What you have to do ->
Everything from the line containing "Wildlife-survey tagging: tag each instance of the wheel" to the end of the records should be reproduced exactly, and nothing before it.

Given entries ->
◇ ◇ ◇ ◇ ◇

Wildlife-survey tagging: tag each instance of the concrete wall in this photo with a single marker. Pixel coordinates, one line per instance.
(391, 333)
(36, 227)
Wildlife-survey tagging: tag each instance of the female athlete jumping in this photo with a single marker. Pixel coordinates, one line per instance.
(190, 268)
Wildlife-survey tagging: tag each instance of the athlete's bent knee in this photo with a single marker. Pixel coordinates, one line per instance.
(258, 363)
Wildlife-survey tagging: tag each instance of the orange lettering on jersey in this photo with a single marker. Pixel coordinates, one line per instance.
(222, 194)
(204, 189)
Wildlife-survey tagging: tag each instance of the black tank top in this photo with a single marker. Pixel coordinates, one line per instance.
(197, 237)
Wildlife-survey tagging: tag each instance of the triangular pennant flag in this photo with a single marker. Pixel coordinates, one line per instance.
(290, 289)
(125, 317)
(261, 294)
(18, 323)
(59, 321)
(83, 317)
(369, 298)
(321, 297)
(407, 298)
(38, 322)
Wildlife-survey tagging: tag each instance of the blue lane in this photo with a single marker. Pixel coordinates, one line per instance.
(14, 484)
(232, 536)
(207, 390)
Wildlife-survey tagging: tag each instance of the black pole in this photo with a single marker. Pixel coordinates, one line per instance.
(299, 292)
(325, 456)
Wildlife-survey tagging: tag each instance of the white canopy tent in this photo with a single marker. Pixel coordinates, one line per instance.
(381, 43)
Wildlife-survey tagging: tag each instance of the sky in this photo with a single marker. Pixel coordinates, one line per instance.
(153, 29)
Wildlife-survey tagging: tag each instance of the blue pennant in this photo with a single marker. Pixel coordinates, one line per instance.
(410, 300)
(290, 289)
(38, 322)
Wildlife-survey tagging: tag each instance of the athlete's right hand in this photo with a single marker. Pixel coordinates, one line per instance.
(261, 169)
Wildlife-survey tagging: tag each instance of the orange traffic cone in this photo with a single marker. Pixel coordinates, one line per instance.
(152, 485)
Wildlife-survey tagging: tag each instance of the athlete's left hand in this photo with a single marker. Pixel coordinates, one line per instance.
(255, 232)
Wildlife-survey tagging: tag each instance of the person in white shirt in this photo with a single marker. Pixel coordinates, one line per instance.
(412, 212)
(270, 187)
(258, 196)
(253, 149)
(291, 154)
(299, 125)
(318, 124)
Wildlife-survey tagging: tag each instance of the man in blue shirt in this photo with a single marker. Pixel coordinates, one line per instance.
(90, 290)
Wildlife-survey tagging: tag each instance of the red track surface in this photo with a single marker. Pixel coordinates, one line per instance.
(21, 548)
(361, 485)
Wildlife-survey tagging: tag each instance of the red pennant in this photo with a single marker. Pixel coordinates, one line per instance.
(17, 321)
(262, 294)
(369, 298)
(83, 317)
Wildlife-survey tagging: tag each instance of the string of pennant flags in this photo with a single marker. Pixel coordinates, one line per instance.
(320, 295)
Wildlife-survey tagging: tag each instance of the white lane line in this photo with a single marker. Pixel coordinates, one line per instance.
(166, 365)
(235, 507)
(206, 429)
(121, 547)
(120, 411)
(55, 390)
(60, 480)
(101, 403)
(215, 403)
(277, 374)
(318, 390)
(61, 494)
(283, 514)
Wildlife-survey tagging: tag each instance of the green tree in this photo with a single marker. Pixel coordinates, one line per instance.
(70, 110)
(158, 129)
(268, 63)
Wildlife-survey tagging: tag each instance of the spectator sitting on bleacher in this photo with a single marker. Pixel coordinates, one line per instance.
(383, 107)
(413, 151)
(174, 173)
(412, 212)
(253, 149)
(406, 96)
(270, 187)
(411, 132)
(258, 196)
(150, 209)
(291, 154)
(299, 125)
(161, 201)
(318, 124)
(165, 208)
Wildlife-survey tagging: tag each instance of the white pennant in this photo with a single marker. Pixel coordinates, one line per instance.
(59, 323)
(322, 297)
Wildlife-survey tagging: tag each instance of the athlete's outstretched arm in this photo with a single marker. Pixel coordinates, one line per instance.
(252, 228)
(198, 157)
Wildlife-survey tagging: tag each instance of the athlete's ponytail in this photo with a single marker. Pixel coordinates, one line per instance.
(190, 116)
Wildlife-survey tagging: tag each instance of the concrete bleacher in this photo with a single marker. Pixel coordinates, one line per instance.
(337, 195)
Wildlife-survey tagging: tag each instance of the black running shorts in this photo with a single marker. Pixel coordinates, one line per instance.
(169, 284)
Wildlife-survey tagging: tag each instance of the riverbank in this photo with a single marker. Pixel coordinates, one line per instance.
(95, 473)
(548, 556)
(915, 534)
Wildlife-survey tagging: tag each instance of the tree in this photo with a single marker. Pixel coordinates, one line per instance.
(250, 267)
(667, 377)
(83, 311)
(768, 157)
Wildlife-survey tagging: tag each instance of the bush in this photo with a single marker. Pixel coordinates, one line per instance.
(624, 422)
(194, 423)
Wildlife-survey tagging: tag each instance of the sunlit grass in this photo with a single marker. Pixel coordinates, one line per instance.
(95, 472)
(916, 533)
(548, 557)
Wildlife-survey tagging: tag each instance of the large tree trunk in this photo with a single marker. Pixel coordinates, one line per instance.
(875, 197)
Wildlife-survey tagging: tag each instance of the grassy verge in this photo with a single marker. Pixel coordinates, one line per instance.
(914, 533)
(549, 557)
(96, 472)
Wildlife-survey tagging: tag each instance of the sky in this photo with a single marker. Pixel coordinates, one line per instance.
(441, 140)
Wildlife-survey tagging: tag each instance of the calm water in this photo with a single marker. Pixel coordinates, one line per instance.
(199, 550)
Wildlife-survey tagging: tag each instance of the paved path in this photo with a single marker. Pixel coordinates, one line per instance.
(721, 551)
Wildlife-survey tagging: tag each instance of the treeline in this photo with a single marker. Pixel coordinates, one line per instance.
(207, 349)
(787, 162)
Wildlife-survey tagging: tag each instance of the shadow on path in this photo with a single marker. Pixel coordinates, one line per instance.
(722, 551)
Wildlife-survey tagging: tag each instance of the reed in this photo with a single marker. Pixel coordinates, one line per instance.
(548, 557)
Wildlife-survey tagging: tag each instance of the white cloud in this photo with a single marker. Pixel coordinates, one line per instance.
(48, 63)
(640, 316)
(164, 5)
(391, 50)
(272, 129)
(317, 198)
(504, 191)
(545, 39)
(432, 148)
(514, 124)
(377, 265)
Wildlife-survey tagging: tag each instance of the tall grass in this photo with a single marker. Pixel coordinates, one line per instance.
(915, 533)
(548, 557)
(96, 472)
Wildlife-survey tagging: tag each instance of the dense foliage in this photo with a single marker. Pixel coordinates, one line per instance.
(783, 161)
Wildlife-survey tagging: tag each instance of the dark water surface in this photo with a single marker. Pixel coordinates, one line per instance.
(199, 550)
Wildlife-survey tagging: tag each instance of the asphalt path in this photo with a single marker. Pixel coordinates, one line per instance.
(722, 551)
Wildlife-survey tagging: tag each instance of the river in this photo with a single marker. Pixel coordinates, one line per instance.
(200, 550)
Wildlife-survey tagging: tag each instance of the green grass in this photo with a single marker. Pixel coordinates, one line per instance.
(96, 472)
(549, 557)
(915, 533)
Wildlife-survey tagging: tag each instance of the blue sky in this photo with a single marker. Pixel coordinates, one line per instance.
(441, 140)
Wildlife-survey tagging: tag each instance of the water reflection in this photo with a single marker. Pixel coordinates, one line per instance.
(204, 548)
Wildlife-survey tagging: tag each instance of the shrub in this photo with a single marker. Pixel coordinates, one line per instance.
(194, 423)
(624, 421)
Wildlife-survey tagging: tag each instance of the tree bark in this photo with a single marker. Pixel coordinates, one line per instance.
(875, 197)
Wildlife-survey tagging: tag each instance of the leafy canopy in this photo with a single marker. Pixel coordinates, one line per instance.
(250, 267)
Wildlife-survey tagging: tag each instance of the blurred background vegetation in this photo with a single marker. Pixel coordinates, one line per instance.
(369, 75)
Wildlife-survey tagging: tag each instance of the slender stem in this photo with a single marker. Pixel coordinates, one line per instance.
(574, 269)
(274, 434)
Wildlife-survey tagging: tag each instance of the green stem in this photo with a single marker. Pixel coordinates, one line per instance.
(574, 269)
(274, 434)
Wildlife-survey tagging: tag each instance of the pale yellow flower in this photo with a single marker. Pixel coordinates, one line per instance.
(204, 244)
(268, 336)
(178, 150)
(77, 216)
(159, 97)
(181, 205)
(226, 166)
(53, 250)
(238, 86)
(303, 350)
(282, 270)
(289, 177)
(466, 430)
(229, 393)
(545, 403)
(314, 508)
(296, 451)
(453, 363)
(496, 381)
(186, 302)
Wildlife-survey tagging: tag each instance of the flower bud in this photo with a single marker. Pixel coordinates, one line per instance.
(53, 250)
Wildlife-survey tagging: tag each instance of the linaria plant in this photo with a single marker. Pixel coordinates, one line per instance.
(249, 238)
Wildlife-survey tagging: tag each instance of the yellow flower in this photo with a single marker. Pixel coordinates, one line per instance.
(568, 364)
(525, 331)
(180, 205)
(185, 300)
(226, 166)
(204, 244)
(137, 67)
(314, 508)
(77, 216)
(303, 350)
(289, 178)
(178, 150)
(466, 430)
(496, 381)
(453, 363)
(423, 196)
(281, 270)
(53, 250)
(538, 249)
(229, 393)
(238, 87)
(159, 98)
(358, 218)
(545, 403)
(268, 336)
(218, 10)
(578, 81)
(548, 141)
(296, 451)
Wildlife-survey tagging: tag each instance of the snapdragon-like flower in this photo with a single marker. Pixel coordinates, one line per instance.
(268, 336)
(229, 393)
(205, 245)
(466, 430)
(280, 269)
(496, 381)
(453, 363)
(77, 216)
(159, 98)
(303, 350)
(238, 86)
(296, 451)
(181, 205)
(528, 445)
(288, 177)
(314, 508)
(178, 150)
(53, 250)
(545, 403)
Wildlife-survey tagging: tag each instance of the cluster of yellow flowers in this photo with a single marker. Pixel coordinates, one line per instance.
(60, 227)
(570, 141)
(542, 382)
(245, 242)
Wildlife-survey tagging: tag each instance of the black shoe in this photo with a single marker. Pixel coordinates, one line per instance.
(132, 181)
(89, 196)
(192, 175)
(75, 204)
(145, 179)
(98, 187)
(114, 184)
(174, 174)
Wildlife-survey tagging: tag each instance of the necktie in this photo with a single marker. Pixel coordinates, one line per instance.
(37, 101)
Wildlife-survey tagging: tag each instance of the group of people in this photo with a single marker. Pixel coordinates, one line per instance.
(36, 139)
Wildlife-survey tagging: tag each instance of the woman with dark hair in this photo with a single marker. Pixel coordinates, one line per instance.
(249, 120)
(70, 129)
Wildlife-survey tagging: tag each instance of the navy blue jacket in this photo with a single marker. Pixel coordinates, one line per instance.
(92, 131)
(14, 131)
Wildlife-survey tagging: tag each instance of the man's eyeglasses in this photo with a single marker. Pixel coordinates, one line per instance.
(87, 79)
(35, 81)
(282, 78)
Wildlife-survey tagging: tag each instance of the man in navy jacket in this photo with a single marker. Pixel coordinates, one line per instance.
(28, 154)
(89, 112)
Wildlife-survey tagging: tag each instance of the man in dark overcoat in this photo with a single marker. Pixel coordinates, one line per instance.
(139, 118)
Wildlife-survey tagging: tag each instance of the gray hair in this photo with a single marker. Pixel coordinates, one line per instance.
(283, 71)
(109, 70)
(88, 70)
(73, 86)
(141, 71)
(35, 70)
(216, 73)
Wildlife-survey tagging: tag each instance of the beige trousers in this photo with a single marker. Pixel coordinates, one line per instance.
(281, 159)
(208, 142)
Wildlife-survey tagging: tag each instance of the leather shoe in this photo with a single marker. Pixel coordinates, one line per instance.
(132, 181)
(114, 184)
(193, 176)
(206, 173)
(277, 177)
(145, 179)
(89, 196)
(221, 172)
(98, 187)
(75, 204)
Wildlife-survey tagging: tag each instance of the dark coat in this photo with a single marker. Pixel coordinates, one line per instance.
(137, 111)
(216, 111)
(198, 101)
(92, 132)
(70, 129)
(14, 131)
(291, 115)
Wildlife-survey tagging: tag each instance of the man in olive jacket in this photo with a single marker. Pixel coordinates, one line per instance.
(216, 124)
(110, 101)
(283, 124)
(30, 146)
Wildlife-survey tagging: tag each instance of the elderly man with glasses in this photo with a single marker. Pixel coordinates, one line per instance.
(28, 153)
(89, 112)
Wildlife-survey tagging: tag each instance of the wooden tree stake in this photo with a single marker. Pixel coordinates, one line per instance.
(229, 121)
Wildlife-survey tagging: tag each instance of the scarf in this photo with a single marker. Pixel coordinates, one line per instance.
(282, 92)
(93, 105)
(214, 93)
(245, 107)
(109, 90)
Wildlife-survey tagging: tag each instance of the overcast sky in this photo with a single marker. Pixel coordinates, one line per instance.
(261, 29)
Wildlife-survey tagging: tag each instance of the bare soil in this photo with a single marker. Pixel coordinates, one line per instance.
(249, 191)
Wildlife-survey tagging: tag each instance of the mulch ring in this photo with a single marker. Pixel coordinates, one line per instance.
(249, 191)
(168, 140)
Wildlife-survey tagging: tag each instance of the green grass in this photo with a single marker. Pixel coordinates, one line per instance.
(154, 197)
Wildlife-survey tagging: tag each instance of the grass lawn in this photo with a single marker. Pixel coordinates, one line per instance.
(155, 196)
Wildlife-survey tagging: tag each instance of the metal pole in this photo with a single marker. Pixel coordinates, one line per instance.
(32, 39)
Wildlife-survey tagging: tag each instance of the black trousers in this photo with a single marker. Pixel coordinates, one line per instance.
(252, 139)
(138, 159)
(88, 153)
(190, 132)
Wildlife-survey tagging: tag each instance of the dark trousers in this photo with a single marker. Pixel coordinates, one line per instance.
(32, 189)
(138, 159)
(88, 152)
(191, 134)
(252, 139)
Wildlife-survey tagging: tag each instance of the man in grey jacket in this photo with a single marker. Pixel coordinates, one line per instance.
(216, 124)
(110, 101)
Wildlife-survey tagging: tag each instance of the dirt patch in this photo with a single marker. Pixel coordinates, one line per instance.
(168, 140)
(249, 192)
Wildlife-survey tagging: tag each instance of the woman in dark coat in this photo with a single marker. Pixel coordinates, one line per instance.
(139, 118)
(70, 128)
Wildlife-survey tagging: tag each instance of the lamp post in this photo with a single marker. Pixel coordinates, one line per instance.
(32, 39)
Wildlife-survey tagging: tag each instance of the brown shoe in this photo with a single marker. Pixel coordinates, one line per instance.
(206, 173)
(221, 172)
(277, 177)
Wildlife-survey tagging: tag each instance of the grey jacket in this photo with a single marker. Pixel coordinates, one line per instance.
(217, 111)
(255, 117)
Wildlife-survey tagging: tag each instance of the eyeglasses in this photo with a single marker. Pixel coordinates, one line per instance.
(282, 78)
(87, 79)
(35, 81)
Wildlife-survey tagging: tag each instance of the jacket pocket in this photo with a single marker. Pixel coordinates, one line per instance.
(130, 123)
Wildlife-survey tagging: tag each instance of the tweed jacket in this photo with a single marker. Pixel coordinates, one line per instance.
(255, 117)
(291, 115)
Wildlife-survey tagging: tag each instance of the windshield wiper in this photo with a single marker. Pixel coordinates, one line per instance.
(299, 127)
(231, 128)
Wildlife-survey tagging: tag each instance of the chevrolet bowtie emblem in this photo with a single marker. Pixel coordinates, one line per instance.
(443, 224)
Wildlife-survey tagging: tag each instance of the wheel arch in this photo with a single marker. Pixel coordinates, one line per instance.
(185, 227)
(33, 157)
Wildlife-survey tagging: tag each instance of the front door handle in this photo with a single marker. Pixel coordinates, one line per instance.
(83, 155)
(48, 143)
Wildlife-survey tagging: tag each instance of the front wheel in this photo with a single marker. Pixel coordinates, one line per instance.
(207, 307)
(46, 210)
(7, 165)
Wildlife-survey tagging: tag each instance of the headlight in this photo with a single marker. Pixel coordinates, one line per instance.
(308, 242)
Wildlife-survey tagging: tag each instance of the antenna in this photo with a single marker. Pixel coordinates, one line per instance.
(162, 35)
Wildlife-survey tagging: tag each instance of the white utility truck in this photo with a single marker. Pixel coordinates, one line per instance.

◇ ◇ ◇ ◇ ◇

Output of the task ->
Wildlife-survey tagging: tag each instance of the wheel arch in this photo with a single marker. Pixel coordinates, one line per instance.
(185, 227)
(33, 157)
Wildlife-survey tagging: tag each instance of the front door handle in this photo with a single marker. Pixel coordinates, one line per instance.
(83, 155)
(48, 143)
Wildlife-survey tagging: tag each instance of the front wheel in this photo with a single marker. Pixel coordinates, one line per instance.
(207, 307)
(46, 210)
(7, 165)
Wildlife-survey tagging: tag each instance of the headlight in this photo with a single marker. Pixel coordinates, one line per instance.
(308, 242)
Wildlife-survey tagging: tag each instance of the antenna in this photo with a single marker. Pixel coordinates, one line per instance.
(162, 35)
Wildlife-survey tagging: tag each instance of the white utility truck in this photo with a single marker. Pixel coordinates, one line per instance.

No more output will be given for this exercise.